**** Document excerpt ****
By Feriha Peracha and Raafia Raees Khan for United States Institute of Peace (USIP)
According to Raafia Raees Khan and Feriha Peracha, recidivism remains common among former terrorist group members who have undergone deradicalization and reintegration programs. So what can such programs do to improve their effectiveness? To help find out, our authors here look at lessons learned from the Sabaoon Center’s rehabilitation and reintegration programs in Pakistan. Their findings include that such programs should 1) focus on providing psychosocial support; 2) promote skill building prior to reintegration; and 3) guarantee monitoring after reintegration.
This article was originally published by the United States Institute of Peace (USIP) on 6 November 2017.
Despite the volume of research into violent extremism since 9/11, governments worldwide are still trying to understand what drives it and how programs can best mitigate its causes.
A case study undertaken by Pakistan’s Sabaoon Center for Rehabilitation and the Monitoring Centre (which supports reintegrated youth from Sabaoon) is representative of effective rehabilitation and reintegration programming and hence a useful model for similar efforts elsewhere.
Sabaoon supports former violent extremists in rebuilding their identities, helping them replace the meaning and purpose these individuals sought when joining violent extremist groups with more socially appropriate and acceptable goals, which then allows for “self-resurrection” and rehabilitation.
Effective deradicalization programming focuses on psychosocial support, familial involvement, pro-social activities, reestablishing ties with local communities, and interacting with and monitoring reintegrated individuals by both community and law enforcement.
Addressing Radicalization and Recidivism
Over the years since 9/11, transnational violent extremist movements have become a global phenomenon. Governments worldwide are trying to understand what drives violent extremism and how the growing number of related programs can best prevent proliferation. Despite the increasing body of research on these issues (to understand the causes and to develop programs to mitigate them), questions remain about why individuals join such groups and why recidivism remains common among those who have undergone deradicalization and reintegration programs. This Peace Brief discusses lessons learned from a Pakistani case study that focuses on psychosocial support and monitoring to answer some of these questions.
When a person joins a violent extremist organization (VEO), he or she is stripped of their previous identity and given a new persona to serve the group’s agenda, which Social Welfare, Academics and Training for Pakistan (SWAaT) refers to as “metaphoric murder.” Recruits are often assigned aliases and duties aimed at a collective goal that brings them a new sense of meaning and a sense of belonging. A person’s traits and personality are shaped entirely against a backdrop of militancy.
SWAaT, a nonprofit organization established in 2011, develops and implements programs aimed at preventing and countering violent extremism in the northwestern Khyber Pakhtunkhwa province of Pakistan. The group works to rehabilitate adolescent males recruited into militancy by the Tehrik-e-Taliban Pakistan in the Swat region in Pakistan from 2009 through 2017. SWAaT manages the Sabaoon Center, which was established by the Pakistan Army in September 2009 after operations in the area and later transferred to civilian management. (Sabaoon is a Pashto word for the first ray of light at dawn.) Sabaoon’s deradicalization, rehabilitation, and reintegration program has worked with two hundred former extremists to date, 192 of whom have been successfully reintegrated into mainstream society.
**** Records provided ****
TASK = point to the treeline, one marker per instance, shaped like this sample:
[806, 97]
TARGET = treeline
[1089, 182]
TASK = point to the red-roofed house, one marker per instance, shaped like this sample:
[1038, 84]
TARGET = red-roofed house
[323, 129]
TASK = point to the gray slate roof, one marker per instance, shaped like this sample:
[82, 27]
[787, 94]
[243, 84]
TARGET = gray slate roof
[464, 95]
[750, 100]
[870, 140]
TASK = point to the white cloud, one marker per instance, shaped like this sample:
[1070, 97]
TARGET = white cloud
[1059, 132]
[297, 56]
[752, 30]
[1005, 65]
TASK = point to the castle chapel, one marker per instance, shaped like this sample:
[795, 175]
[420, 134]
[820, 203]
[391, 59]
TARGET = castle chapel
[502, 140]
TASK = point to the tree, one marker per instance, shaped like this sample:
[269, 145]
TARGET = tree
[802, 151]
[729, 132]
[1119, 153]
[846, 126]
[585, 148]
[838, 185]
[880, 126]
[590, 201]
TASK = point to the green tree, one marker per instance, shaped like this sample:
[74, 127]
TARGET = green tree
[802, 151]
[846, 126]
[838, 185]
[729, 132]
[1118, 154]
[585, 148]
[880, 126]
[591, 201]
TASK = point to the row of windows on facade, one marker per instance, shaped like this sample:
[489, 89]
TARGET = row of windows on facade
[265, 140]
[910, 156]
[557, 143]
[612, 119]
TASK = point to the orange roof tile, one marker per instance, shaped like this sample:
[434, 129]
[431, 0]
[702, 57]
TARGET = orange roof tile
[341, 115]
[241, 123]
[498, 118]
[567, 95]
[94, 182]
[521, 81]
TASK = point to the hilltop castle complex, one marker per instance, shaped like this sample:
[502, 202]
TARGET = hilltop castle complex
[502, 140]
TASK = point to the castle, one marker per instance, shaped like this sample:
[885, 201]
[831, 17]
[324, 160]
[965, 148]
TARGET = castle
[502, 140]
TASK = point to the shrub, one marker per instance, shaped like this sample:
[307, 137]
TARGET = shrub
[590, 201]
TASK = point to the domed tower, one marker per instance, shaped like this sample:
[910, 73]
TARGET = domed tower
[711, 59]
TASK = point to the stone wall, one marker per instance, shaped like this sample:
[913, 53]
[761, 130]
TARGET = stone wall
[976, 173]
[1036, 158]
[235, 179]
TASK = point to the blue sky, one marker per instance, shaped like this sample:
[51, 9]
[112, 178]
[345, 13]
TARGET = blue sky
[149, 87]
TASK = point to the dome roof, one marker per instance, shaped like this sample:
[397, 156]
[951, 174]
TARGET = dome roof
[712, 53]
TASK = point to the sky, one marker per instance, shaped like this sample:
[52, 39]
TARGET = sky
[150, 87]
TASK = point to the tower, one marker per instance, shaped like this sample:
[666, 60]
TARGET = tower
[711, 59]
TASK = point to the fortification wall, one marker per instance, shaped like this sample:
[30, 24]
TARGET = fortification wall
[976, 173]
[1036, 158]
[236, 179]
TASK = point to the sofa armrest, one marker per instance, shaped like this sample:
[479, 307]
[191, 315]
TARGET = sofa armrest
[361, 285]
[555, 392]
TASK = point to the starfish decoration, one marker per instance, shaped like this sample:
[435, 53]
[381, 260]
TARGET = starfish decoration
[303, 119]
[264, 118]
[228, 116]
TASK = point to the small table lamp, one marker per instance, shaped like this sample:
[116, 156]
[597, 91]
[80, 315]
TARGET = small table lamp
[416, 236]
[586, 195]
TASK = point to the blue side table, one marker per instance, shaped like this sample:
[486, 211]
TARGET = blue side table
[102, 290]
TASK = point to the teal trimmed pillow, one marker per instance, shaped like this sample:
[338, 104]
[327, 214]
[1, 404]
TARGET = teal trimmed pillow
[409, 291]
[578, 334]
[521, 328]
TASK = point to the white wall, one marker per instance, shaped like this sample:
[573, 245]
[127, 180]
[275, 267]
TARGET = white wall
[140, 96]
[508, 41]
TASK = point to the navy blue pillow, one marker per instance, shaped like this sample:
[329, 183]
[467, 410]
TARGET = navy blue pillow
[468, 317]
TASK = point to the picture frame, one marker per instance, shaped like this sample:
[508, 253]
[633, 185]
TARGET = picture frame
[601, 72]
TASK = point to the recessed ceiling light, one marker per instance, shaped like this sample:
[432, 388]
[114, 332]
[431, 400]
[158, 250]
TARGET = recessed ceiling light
****
> [Job 1]: Transcribe the Sabaoon Center article between "According to Raafia" and "monitoring after reintegration.", inclusive.
> [Job 2]: How many lines of the records contain the string "stone", matching case? Reply with only the number.
The Sabaoon Center article and the records are unrelated material.

> [Task answer 1]:
According to Raafia Raees Khan and Feriha Peracha, recidivism remains common among former terrorist group members who have undergone deradicalization and reintegration programs. So what can such programs do to improve their effectiveness? To help find out, our authors here look at lessons learned from the Sabaoon Center’s rehabilitation and reintegration programs in Pakistan. Their findings include that such programs should 1) focus on providing psychosocial support; 2) promote skill building prior to reintegration; and 3) guarantee monitoring after reintegration.

> [Task answer 2]: 2